For this exercise, copy each line of the records that contains the word "roof".

▸ Working data
- - - - - - -
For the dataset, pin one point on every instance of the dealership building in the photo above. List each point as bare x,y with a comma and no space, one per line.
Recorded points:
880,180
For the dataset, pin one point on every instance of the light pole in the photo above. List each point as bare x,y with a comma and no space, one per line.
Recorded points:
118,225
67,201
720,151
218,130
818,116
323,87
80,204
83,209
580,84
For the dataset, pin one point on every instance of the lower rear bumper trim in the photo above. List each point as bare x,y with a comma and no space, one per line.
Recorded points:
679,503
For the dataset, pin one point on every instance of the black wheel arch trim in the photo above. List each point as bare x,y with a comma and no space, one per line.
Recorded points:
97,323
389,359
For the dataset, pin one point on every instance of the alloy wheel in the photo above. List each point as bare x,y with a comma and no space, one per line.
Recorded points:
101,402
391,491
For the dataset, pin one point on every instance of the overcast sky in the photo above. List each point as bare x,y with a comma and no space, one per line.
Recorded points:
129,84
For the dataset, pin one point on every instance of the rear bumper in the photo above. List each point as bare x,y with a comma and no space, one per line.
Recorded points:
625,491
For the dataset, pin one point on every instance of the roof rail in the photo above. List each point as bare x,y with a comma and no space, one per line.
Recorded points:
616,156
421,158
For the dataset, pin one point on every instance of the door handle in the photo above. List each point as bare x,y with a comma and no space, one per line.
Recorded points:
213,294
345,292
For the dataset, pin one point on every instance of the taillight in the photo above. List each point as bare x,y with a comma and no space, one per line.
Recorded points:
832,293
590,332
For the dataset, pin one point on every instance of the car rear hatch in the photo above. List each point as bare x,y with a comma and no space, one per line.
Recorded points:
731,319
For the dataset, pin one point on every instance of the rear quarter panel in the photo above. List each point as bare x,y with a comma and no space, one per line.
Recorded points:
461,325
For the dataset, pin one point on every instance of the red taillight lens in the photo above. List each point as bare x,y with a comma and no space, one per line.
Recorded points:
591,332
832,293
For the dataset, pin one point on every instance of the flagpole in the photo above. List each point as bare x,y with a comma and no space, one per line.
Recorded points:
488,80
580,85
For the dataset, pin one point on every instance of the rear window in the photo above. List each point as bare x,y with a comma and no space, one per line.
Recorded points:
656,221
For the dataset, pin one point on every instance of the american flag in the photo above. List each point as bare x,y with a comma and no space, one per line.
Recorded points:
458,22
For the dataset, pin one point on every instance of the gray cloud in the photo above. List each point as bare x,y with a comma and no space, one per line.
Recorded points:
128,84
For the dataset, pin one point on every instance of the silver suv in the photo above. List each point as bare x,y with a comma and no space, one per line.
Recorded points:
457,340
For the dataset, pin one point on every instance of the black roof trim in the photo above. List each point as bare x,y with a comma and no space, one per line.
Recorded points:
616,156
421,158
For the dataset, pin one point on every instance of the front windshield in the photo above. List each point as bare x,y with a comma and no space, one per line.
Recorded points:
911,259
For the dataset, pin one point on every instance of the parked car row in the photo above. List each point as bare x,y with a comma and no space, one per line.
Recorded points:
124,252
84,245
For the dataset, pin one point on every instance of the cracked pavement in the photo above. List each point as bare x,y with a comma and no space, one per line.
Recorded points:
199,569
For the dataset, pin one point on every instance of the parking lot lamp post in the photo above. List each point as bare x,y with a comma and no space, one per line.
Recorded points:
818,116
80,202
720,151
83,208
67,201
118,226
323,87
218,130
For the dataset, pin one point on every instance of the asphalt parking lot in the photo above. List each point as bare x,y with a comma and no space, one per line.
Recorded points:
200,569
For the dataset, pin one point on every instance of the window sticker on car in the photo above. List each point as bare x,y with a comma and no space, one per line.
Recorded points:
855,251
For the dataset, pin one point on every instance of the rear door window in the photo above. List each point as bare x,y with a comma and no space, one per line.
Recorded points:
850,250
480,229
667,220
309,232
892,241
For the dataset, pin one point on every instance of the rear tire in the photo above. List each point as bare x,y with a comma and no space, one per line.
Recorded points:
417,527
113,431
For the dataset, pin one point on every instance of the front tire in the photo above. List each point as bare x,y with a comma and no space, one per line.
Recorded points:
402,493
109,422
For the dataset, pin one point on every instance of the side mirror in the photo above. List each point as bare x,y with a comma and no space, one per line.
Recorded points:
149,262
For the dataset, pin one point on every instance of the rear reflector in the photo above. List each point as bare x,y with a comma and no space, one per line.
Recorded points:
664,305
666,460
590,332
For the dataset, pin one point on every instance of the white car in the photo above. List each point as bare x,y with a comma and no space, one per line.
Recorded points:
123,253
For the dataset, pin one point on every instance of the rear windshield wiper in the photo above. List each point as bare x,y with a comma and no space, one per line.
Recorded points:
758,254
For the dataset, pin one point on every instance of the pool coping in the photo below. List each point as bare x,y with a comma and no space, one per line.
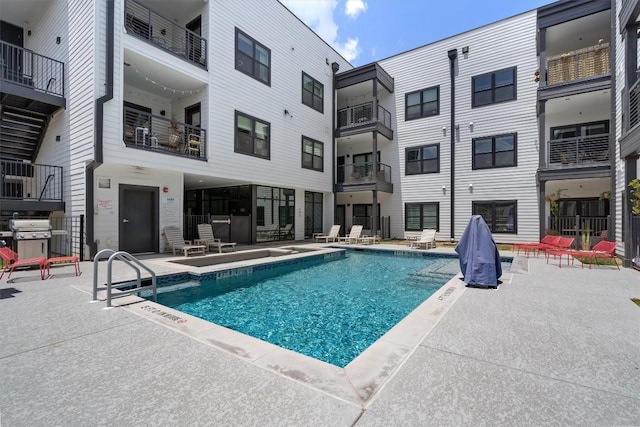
- - - - - - -
▸ Exercise response
For the dataset, pin one point on every instance of the roof rail in the photo above. List each point as bare x,y with a comma and no space, one per line.
For the dataset, pin one point on every instance of the black roof trim in the photo above. List each point as bare x,y with a comma and no space, one per line.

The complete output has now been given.